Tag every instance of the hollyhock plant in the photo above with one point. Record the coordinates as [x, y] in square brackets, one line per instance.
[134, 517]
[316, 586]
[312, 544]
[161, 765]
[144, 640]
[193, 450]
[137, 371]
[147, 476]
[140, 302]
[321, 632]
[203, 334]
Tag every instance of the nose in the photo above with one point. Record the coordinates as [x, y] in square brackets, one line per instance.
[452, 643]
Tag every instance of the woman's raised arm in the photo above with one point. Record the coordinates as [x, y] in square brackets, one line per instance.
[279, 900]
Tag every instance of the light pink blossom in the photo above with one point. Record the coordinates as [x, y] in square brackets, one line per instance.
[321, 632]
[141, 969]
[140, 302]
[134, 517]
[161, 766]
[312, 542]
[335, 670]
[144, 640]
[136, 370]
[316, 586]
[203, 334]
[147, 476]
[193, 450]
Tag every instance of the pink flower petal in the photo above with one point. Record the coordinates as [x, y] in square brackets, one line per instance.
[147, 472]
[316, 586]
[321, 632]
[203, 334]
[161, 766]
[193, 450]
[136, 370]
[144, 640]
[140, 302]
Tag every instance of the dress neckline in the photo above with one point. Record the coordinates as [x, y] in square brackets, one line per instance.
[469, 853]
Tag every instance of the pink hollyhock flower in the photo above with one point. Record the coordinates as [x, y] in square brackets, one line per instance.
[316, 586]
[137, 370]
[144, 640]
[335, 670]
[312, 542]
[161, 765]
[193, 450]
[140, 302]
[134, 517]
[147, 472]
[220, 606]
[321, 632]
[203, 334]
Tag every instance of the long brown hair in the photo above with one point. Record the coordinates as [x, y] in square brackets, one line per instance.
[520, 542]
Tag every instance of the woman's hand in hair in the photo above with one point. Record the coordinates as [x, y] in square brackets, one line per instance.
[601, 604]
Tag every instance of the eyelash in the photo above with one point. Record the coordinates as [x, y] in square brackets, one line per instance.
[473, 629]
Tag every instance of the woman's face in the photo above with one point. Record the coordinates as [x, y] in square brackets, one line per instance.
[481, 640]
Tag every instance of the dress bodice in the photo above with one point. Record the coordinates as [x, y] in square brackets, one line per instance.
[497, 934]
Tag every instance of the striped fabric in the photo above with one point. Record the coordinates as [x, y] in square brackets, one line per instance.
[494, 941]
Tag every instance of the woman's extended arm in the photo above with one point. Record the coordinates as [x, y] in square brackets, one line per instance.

• Directions for this task:
The material above must be written out again in full, exactly.

• Your response:
Tag every instance of the hollyhock plant in the photo above with one point. Record the coordinates as [x, y] in square brackets, one line per instance.
[134, 517]
[316, 586]
[312, 544]
[161, 765]
[144, 640]
[193, 450]
[137, 371]
[147, 476]
[140, 302]
[321, 632]
[203, 334]
Tag every instance of the nose in the photo above with one point. Record the coordinates as [x, y] in square brackets, one line per instance.
[452, 643]
Tag every instance of the woman's raised arm in the photo above with one point. Record the coordinates as [x, y] in square brackets, one line per instance.
[279, 900]
Tag every instance of the light pink blossom in the photo above with one point. Record the coordinates as [x, y] in square brackets, one line per instance.
[321, 632]
[141, 969]
[140, 302]
[134, 517]
[161, 766]
[312, 542]
[335, 670]
[144, 640]
[136, 370]
[316, 586]
[203, 334]
[147, 476]
[193, 450]
Tag every instance of the pink flower petal in the photo above with one point. Record the coordinates as [x, y] in square brackets, one line per instance.
[147, 472]
[316, 586]
[321, 632]
[203, 334]
[161, 766]
[193, 450]
[136, 370]
[144, 640]
[140, 302]
Tag every instance of the dress neckline in the photo above with one point. Record the coordinates as [x, y] in square brackets, one line per instance.
[469, 853]
Tag every instance of the pink hollyhock flower in the photo above with one point. Record the coordinates as [x, y] in square brackets, one line per instance.
[316, 586]
[137, 370]
[144, 640]
[335, 670]
[312, 542]
[161, 765]
[193, 450]
[140, 302]
[134, 517]
[147, 472]
[220, 606]
[321, 632]
[203, 334]
Tag every instance of the long brown hair in the photo above with one point. Record the coordinates as [x, y] in square brackets, one line per instance.
[520, 542]
Tag every instance of the woman's hand in hair in the photo above with one point. Record the coordinates as [x, y] in square brackets, one line per instance.
[601, 604]
Tag every instance of the eyelash in the photo above with one point. Record the coordinates as [x, y] in square brackets, one line per instance.
[473, 629]
Tag every instance of the woman's face in the photo above with one point. Record the coordinates as [x, y] in square brackets, one line per instance.
[481, 640]
Tag every instance of the dress bodice in the photo above with one point. Record the coordinates as [x, y] in square brackets, one line per instance.
[497, 934]
Tag every instance of the striped fabric in the photo above with one point. Record the coordinates as [x, y] in square brackets, one line per instance.
[494, 941]
Tag every instance of the woman's extended arm in the photo above with one point. Record the coordinates as [x, y] in square brackets, one line per instance.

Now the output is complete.